- **Provided entries**

■ ■ ■ ■

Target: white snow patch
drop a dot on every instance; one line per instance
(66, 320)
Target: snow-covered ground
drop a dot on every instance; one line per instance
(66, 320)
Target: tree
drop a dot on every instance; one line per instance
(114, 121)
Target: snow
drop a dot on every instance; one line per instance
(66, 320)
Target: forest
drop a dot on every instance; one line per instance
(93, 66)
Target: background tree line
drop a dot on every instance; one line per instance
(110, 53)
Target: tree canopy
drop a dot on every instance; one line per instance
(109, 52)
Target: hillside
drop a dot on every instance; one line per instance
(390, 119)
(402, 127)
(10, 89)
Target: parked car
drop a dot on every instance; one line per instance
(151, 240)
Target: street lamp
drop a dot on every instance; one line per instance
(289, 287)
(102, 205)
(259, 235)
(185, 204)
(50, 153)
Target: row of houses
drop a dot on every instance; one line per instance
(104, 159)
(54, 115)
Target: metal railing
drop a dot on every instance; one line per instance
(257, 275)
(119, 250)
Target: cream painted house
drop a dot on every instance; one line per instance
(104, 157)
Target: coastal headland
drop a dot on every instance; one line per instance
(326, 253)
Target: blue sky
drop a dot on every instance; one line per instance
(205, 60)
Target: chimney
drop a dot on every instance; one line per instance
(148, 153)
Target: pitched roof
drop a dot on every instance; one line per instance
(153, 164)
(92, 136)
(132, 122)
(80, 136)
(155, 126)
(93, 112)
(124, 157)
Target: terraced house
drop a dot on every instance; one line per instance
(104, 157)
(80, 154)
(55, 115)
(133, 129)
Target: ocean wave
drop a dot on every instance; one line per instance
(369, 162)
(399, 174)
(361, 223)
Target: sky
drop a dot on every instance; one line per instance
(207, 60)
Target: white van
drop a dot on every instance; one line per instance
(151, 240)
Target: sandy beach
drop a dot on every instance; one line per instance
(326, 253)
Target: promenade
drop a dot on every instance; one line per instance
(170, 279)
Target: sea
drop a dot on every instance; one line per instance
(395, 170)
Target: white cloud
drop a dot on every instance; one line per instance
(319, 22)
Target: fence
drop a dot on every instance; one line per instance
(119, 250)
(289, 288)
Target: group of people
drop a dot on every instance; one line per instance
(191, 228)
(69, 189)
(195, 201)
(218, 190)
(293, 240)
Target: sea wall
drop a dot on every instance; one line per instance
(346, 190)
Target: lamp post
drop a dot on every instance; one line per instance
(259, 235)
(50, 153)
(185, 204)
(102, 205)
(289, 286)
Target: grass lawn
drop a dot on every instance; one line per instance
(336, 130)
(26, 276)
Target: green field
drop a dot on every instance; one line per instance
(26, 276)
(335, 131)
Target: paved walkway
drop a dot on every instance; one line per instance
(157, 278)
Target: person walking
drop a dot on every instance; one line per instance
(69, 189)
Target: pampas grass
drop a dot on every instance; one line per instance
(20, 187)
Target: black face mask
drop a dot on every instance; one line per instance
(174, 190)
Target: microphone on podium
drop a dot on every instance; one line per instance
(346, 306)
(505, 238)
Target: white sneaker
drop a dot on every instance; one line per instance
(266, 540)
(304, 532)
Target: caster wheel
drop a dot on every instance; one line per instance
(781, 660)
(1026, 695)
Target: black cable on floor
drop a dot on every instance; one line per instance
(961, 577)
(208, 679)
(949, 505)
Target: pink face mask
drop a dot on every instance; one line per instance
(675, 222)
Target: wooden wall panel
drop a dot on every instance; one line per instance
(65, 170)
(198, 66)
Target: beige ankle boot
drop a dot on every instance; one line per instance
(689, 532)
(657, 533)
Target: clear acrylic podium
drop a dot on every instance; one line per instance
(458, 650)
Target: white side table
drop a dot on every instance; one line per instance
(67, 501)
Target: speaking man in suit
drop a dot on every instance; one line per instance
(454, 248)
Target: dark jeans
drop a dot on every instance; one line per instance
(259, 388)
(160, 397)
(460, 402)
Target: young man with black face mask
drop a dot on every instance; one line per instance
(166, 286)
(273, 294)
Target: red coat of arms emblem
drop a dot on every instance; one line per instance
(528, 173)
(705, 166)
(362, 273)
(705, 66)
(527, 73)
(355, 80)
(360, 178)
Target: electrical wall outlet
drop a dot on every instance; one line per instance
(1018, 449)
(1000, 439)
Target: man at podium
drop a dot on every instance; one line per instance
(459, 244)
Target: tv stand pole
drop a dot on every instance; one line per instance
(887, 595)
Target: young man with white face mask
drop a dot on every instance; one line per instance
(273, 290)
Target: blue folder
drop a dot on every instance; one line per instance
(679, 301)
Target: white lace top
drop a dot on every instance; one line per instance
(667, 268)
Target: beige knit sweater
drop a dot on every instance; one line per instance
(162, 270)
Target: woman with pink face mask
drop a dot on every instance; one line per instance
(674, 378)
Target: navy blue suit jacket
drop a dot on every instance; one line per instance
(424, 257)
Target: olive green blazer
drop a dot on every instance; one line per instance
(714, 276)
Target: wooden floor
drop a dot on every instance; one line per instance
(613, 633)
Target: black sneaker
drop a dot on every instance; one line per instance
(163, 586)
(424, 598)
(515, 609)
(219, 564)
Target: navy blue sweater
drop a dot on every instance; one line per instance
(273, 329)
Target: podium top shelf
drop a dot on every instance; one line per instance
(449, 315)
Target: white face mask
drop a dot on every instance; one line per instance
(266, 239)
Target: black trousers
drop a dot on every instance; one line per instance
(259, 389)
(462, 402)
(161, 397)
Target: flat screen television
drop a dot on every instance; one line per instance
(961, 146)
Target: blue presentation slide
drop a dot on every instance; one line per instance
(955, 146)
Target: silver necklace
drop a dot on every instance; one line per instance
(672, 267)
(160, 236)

■ ■ ■ ■

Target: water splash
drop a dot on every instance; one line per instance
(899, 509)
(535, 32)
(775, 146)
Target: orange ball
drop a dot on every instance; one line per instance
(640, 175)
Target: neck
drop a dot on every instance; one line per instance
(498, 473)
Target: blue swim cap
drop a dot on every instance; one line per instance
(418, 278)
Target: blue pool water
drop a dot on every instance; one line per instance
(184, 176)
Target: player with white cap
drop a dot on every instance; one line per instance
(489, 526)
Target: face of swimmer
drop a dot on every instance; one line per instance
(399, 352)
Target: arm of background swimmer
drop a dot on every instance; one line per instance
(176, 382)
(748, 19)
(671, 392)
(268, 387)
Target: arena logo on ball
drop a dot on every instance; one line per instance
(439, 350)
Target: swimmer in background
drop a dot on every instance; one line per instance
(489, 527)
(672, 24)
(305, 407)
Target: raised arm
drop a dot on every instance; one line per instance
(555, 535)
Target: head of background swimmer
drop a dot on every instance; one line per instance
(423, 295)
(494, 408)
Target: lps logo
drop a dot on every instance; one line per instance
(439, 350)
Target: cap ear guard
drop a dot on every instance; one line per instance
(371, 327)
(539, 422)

■ ■ ■ ■

- **Assignment**
Respond with a number only: how many lines in the material contain the string "mask"?

- **Worked solution**
6